(Data taken from a collection)
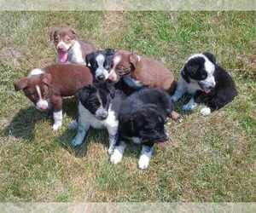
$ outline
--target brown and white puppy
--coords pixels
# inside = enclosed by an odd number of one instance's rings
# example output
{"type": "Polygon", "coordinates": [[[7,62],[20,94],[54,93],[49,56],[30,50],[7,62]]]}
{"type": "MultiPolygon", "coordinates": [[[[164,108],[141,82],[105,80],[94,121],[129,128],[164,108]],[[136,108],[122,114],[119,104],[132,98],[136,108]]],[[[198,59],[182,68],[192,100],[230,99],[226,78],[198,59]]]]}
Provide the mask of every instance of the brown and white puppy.
{"type": "MultiPolygon", "coordinates": [[[[113,59],[112,73],[116,73],[115,81],[122,78],[131,88],[137,89],[143,86],[160,88],[172,94],[176,88],[173,73],[162,62],[141,56],[126,50],[116,51],[113,59]]],[[[174,111],[171,117],[174,120],[179,115],[174,111]]]]}
{"type": "Polygon", "coordinates": [[[85,66],[55,64],[33,69],[14,85],[16,91],[23,90],[37,109],[53,110],[53,130],[56,130],[62,124],[62,97],[74,95],[79,89],[91,83],[92,75],[85,66]]]}
{"type": "Polygon", "coordinates": [[[59,63],[85,64],[86,55],[96,50],[91,43],[79,41],[75,31],[71,27],[53,28],[50,41],[55,46],[59,63]]]}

Exercise objective
Copy all of the material above word for word, leaving out the pictures.

Result
$ outline
--target brown and white puppy
--coords pixels
# inside = enclosed by an odd number of one instance's rings
# example output
{"type": "Polygon", "coordinates": [[[7,62],[20,94],[54,93],[49,56],[30,50],[7,62]]]}
{"type": "MultiPolygon", "coordinates": [[[[164,108],[141,82],[105,80],[94,121],[129,128],[164,108]],[[136,108],[122,114],[119,104],[132,98],[136,108]]],[[[198,59],[182,68],[192,100],[230,99],[226,78],[198,59]]]]}
Provide the mask of every instance of the brown and white puppy.
{"type": "MultiPolygon", "coordinates": [[[[113,59],[112,73],[116,73],[115,81],[122,78],[131,88],[137,89],[143,86],[160,88],[172,94],[176,88],[173,73],[162,62],[141,56],[126,50],[116,51],[113,59]]],[[[174,111],[171,117],[174,120],[179,115],[174,111]]]]}
{"type": "Polygon", "coordinates": [[[85,66],[55,64],[33,69],[14,85],[16,91],[23,90],[37,109],[53,110],[53,130],[56,130],[62,124],[62,97],[74,95],[79,89],[91,83],[92,75],[85,66]]]}
{"type": "Polygon", "coordinates": [[[59,63],[85,64],[86,55],[96,50],[91,43],[79,41],[75,31],[71,27],[53,28],[50,41],[55,46],[59,63]]]}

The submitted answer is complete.